Task description — Find every line below that contains the word "what" and copy each one out. Case counts: capital and lowercase letters must match.

▼▼▼

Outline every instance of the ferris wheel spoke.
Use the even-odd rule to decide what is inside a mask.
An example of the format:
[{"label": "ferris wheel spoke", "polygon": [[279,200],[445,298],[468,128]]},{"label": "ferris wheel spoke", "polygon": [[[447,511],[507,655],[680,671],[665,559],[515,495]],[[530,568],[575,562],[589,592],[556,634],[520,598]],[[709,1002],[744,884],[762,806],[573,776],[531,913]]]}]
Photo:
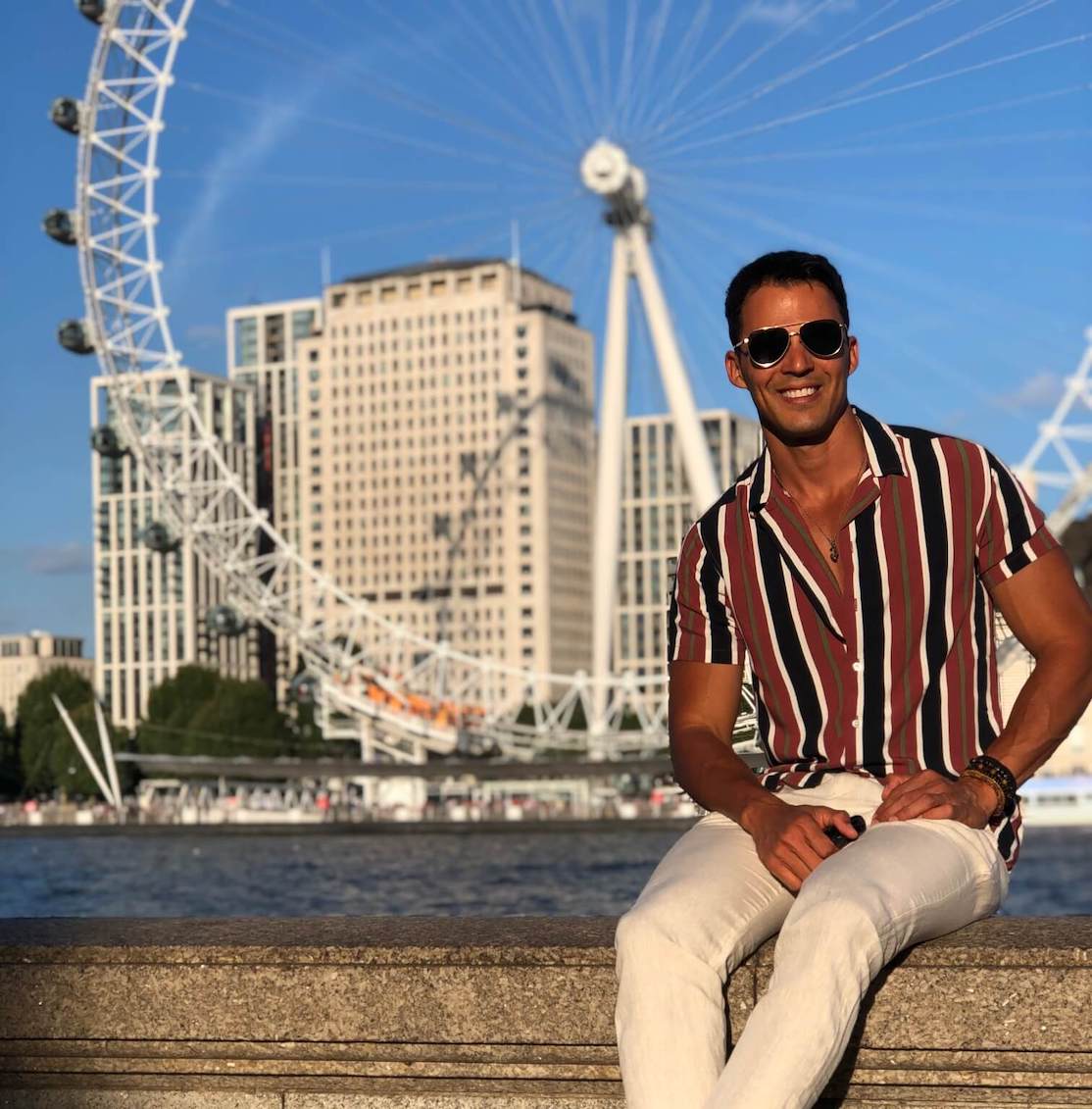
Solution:
[{"label": "ferris wheel spoke", "polygon": [[1013,53],[1002,54],[999,58],[991,58],[984,62],[976,62],[972,65],[962,65],[959,69],[947,70],[943,73],[936,73],[932,77],[921,78],[917,81],[908,81],[905,84],[895,85],[890,89],[880,89],[876,92],[865,93],[858,96],[849,96],[845,100],[834,101],[802,112],[793,112],[789,115],[783,115],[778,119],[768,120],[765,123],[759,123],[754,126],[742,128],[738,131],[733,131],[726,135],[718,135],[715,139],[701,139],[690,143],[682,143],[677,146],[662,150],[659,153],[662,157],[677,157],[680,154],[686,153],[687,151],[703,150],[712,145],[722,145],[735,142],[739,139],[763,134],[768,131],[777,130],[778,128],[789,126],[794,123],[802,123],[805,120],[816,119],[817,116],[827,115],[830,112],[841,111],[846,108],[855,108],[858,104],[866,104],[875,100],[881,100],[886,96],[894,96],[898,93],[922,89],[927,85],[937,84],[941,81],[950,81],[952,78],[967,77],[969,73],[978,73],[983,70],[994,69],[999,65],[1006,65],[1009,62],[1020,61],[1024,58],[1031,58],[1035,54],[1042,54],[1051,50],[1060,50],[1064,47],[1076,45],[1081,42],[1088,42],[1089,39],[1092,39],[1092,34],[1084,33],[1067,35],[1063,39],[1055,39],[1052,42],[1044,42],[1037,47],[1029,47],[1024,50],[1014,51]]},{"label": "ferris wheel spoke", "polygon": [[[806,77],[809,73],[814,73],[815,71],[823,69],[825,65],[829,65],[831,62],[840,61],[843,58],[846,58],[849,54],[855,53],[856,51],[861,50],[865,47],[870,47],[872,43],[879,42],[881,39],[886,39],[888,35],[895,34],[907,27],[921,22],[923,19],[927,19],[929,16],[932,16],[938,11],[943,11],[947,8],[951,8],[953,4],[962,2],[963,0],[936,0],[936,2],[931,3],[928,8],[923,8],[921,11],[915,12],[911,16],[907,16],[904,19],[900,19],[897,22],[891,23],[888,27],[885,27],[882,30],[874,31],[872,33],[865,35],[865,38],[863,39],[858,39],[856,42],[853,42],[849,45],[841,47],[838,50],[833,50],[824,54],[821,58],[816,59],[815,61],[808,62],[804,65],[798,65],[795,69],[789,70],[787,73],[783,73],[777,78],[775,78],[774,80],[767,81],[765,84],[759,85],[757,89],[755,89],[746,96],[742,96],[737,100],[734,100],[728,104],[721,105],[712,112],[706,112],[704,115],[698,115],[696,118],[693,118],[694,112],[696,112],[702,106],[702,104],[704,104],[711,99],[711,95],[714,93],[714,90],[718,92],[723,87],[726,87],[732,83],[737,73],[742,71],[742,65],[737,67],[736,70],[729,72],[727,77],[718,81],[712,89],[706,90],[704,93],[702,93],[701,96],[697,98],[696,101],[694,101],[692,104],[687,106],[686,114],[692,116],[690,123],[682,130],[676,130],[673,136],[681,138],[682,135],[690,134],[691,132],[707,125],[714,120],[722,119],[723,116],[732,112],[736,112],[743,108],[749,106],[751,104],[761,100],[763,96],[766,96],[769,93],[775,92],[777,89],[782,89],[787,84],[792,84],[794,81],[799,80],[802,77]],[[683,113],[676,113],[675,116],[665,121],[660,126],[659,130],[666,131],[669,128],[676,128],[682,119],[683,119]]]},{"label": "ferris wheel spoke", "polygon": [[[564,144],[564,135],[559,131],[550,131],[542,126],[541,122],[533,120],[525,112],[520,111],[513,103],[511,98],[501,95],[496,85],[489,85],[471,69],[465,65],[460,65],[456,59],[451,57],[450,51],[443,51],[437,44],[429,39],[427,35],[421,34],[412,23],[405,19],[399,18],[394,11],[384,8],[378,0],[365,0],[369,8],[375,11],[378,16],[384,19],[390,20],[396,27],[399,27],[415,43],[415,49],[417,53],[428,53],[433,58],[437,58],[446,69],[449,69],[452,73],[458,73],[459,77],[472,84],[480,92],[483,92],[489,99],[493,106],[499,108],[501,111],[510,115],[516,122],[527,131],[531,131],[542,135],[549,142],[554,145]],[[415,54],[416,57],[416,54]],[[522,82],[521,82],[522,88]],[[547,116],[550,119],[551,116]]]},{"label": "ferris wheel spoke", "polygon": [[[488,29],[488,22],[482,19],[478,19],[468,14],[463,0],[450,0],[451,10],[457,14],[460,24],[466,32],[473,35],[477,42],[484,45],[484,48],[492,54],[494,61],[497,61],[502,69],[504,69],[508,74],[517,82],[517,88],[522,92],[534,98],[535,103],[539,105],[543,118],[548,120],[554,120],[557,115],[557,105],[551,103],[550,100],[543,96],[537,82],[528,81],[528,69],[521,69],[519,65],[513,63],[511,58],[511,50],[506,49],[502,43],[498,43],[497,39],[491,34]],[[498,14],[499,14],[498,8]],[[518,42],[519,35],[512,37],[513,42]],[[559,136],[564,139],[562,133],[558,132]],[[565,140],[567,142],[570,140]]]},{"label": "ferris wheel spoke", "polygon": [[302,41],[295,39],[294,48],[288,50],[280,47],[279,43],[271,42],[268,39],[263,39],[259,35],[243,32],[228,20],[217,19],[215,16],[205,16],[204,19],[213,26],[218,27],[221,30],[249,39],[262,47],[262,49],[265,49],[275,55],[282,57],[290,65],[294,73],[298,70],[299,53],[303,49],[309,52],[309,60],[314,61],[316,64],[324,67],[333,64],[341,71],[348,71],[347,75],[350,77],[350,80],[353,80],[355,84],[361,88],[370,96],[385,100],[396,106],[407,109],[419,115],[437,120],[441,123],[447,123],[450,126],[459,128],[460,130],[500,141],[524,152],[531,157],[535,157],[541,161],[555,161],[559,165],[568,164],[560,156],[551,159],[545,152],[542,151],[540,145],[521,139],[519,135],[511,134],[507,131],[499,131],[496,128],[479,123],[478,121],[466,115],[452,113],[443,105],[429,101],[417,92],[406,90],[390,79],[380,79],[377,74],[369,73],[360,65],[351,63],[344,57],[344,54],[329,50],[322,44],[309,42],[306,39]]},{"label": "ferris wheel spoke", "polygon": [[[691,20],[682,41],[675,49],[674,58],[664,64],[662,79],[654,83],[652,74],[649,74],[647,88],[650,92],[645,95],[641,106],[642,109],[650,109],[650,111],[647,113],[645,111],[634,113],[633,129],[637,133],[645,133],[653,129],[653,123],[645,119],[646,114],[654,121],[663,112],[670,110],[671,104],[675,102],[682,92],[683,81],[692,70],[694,51],[697,50],[702,40],[702,34],[705,31],[712,8],[712,0],[702,0],[702,6]],[[743,18],[743,13],[741,13],[739,18]],[[659,89],[662,85],[665,85],[667,90],[662,98],[651,92],[653,88]]]},{"label": "ferris wheel spoke", "polygon": [[843,89],[838,99],[841,96],[856,95],[865,89],[870,89],[872,85],[879,84],[881,81],[886,81],[889,77],[904,73],[906,70],[911,69],[915,65],[919,65],[921,62],[929,61],[932,58],[938,58],[940,54],[947,53],[949,50],[955,50],[957,47],[966,45],[968,42],[973,42],[974,39],[980,39],[983,34],[989,34],[990,31],[996,31],[998,28],[1006,27],[1018,19],[1022,19],[1024,16],[1032,16],[1037,11],[1057,2],[1058,0],[1025,0],[1024,3],[1018,4],[1010,11],[1004,12],[1004,14],[998,16],[996,19],[988,20],[980,27],[966,31],[963,34],[957,34],[956,38],[949,39],[947,42],[942,42],[939,47],[926,50],[916,58],[909,58],[905,62],[899,62],[897,65],[891,65],[890,68],[884,70],[882,73],[876,73],[864,81],[858,81],[857,84],[850,85],[848,89]]},{"label": "ferris wheel spoke", "polygon": [[[900,182],[894,182],[898,186]],[[1063,220],[1051,215],[1030,213],[989,212],[979,207],[953,207],[951,204],[921,204],[908,200],[891,200],[888,196],[875,196],[863,193],[845,193],[830,189],[821,192],[806,189],[789,189],[785,185],[773,185],[762,182],[733,181],[731,183],[710,181],[706,184],[711,200],[717,196],[736,196],[741,193],[756,196],[777,197],[782,200],[804,201],[813,205],[831,204],[838,207],[851,207],[856,211],[895,212],[905,215],[925,216],[931,220],[960,223],[1006,223],[1012,227],[1032,227],[1049,231],[1064,231],[1074,235],[1086,235],[1092,232],[1092,222],[1082,220]]]},{"label": "ferris wheel spoke", "polygon": [[[231,181],[253,181],[258,184],[271,185],[319,185],[329,189],[376,189],[380,191],[394,192],[420,192],[420,193],[509,193],[512,191],[534,187],[534,182],[514,182],[511,185],[502,186],[499,182],[482,181],[428,181],[422,179],[397,177],[351,177],[336,174],[292,174],[292,173],[259,173],[259,172],[225,172],[220,170],[164,170],[163,176],[166,179],[178,179],[186,181],[211,181],[213,179]],[[141,213],[134,212],[136,218]]]},{"label": "ferris wheel spoke", "polygon": [[[589,125],[592,132],[595,130],[595,120],[590,114],[590,106],[588,104],[581,105],[572,92],[570,82],[565,77],[561,50],[545,26],[538,3],[535,0],[509,0],[509,2],[513,6],[512,10],[517,12],[518,22],[524,23],[528,18],[533,22],[542,51],[542,62],[547,74],[553,83],[553,89],[558,94],[562,111],[569,121],[570,138],[578,147],[583,146],[583,138],[588,132]],[[517,3],[522,3],[521,11],[514,7]]]},{"label": "ferris wheel spoke", "polygon": [[593,122],[596,130],[602,132],[606,124],[606,104],[595,93],[591,67],[588,63],[588,55],[584,53],[583,43],[580,41],[580,35],[573,24],[572,12],[569,10],[569,4],[565,0],[553,0],[553,11],[569,43],[569,51],[572,54],[576,78],[583,89],[588,108],[592,109],[592,105],[595,108],[592,111]]},{"label": "ferris wheel spoke", "polygon": [[931,115],[919,120],[906,120],[902,123],[892,123],[889,126],[876,128],[871,131],[860,131],[855,138],[875,139],[898,134],[899,132],[916,131],[918,128],[932,128],[938,123],[951,123],[955,120],[967,120],[978,115],[989,115],[991,112],[1000,112],[1010,108],[1024,108],[1028,104],[1043,103],[1048,100],[1058,100],[1061,96],[1071,96],[1081,92],[1092,92],[1092,84],[1081,82],[1080,84],[1068,84],[1061,89],[1049,89],[1045,92],[1030,92],[1023,96],[1008,96],[1004,100],[996,100],[989,104],[977,104],[974,108],[965,108],[958,112],[945,112],[942,115]]},{"label": "ferris wheel spoke", "polygon": [[[974,139],[935,139],[907,143],[868,143],[860,146],[827,146],[818,150],[773,151],[763,154],[738,154],[732,157],[695,159],[688,162],[673,163],[683,170],[734,170],[743,165],[765,165],[777,162],[796,162],[809,160],[829,160],[841,157],[869,157],[887,154],[926,154],[942,150],[980,150],[990,146],[1019,145],[1022,143],[1069,142],[1088,139],[1092,129],[1071,128],[1061,131],[1020,131],[1013,134],[983,135]],[[664,174],[655,171],[657,177],[665,181],[693,182],[694,177],[682,177],[677,174]],[[714,179],[720,181],[720,179]]]},{"label": "ferris wheel spoke", "polygon": [[[644,100],[651,95],[649,90],[653,85],[652,77],[656,59],[660,57],[660,50],[663,47],[673,4],[674,0],[660,0],[660,7],[656,9],[656,14],[653,17],[652,27],[650,28],[649,34],[645,37],[644,55],[640,62],[634,61],[634,77],[633,83],[630,88],[631,90],[635,89],[637,91],[637,94],[641,98],[641,103],[643,103]],[[633,119],[640,111],[639,96],[629,96],[625,101],[623,101],[622,119],[619,124],[622,130],[630,130],[632,128]]]},{"label": "ferris wheel spoke", "polygon": [[[228,92],[224,89],[214,89],[211,85],[202,84],[196,81],[180,81],[178,84],[182,88],[190,89],[192,92],[198,92],[203,95],[216,96],[220,100],[234,101],[238,104],[247,104],[255,108],[268,108],[269,101],[263,100],[259,96],[251,96],[246,93],[239,92]],[[480,162],[484,165],[492,166],[503,166],[507,170],[514,171],[517,173],[529,173],[529,174],[541,174],[542,170],[531,165],[522,165],[519,162],[513,162],[510,159],[493,156],[490,154],[482,154],[478,151],[470,151],[459,146],[449,146],[445,143],[433,142],[429,139],[418,139],[412,135],[406,134],[400,131],[391,131],[386,128],[377,128],[367,123],[357,123],[354,120],[341,120],[330,115],[319,115],[315,112],[297,112],[294,113],[294,118],[298,120],[306,121],[308,123],[318,123],[323,126],[336,128],[341,131],[348,131],[354,134],[368,135],[371,139],[380,139],[385,142],[392,143],[399,146],[408,146],[412,150],[423,150],[429,151],[433,154],[446,154],[449,157],[453,157],[461,161]],[[544,161],[545,165],[551,167],[564,169],[568,171],[570,169],[568,162],[563,162],[561,159],[549,159]]]},{"label": "ferris wheel spoke", "polygon": [[[698,75],[704,72],[705,67],[714,59],[721,55],[724,48],[738,34],[739,29],[744,27],[749,18],[749,10],[746,7],[741,7],[736,12],[735,19],[727,26],[727,28],[721,33],[721,37],[712,45],[710,50],[705,52],[705,55],[696,62],[688,72],[684,73],[677,83],[672,88],[667,102],[664,104],[663,109],[659,111],[654,118],[650,121],[650,130],[653,134],[659,131],[673,125],[675,120],[682,114],[676,113],[669,118],[667,121],[664,116],[670,112],[676,103],[678,103],[680,96],[693,84],[693,82],[698,78]],[[704,98],[701,98],[704,99]],[[688,111],[690,109],[687,109]]]},{"label": "ferris wheel spoke", "polygon": [[833,254],[845,262],[851,262],[863,269],[878,274],[887,279],[898,282],[900,285],[912,289],[919,297],[928,301],[936,299],[938,307],[950,308],[952,303],[959,303],[963,315],[978,315],[984,321],[993,324],[998,318],[998,312],[1006,314],[1007,318],[1035,318],[1038,323],[1053,326],[1057,321],[1048,313],[1040,312],[1029,305],[1014,305],[1003,302],[981,288],[967,288],[965,286],[952,285],[951,283],[939,283],[936,278],[906,266],[894,265],[890,262],[872,257],[861,251],[846,246],[844,243],[835,242],[825,236],[814,235],[810,232],[794,227],[779,220],[774,220],[752,207],[733,204],[727,201],[720,201],[714,213],[722,213],[743,222],[752,222],[755,226],[764,227],[777,235],[784,235],[803,246],[820,251],[825,254]]}]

▲▲▲

Answer for the task —
Use the even-odd rule to decide what is inside a mask.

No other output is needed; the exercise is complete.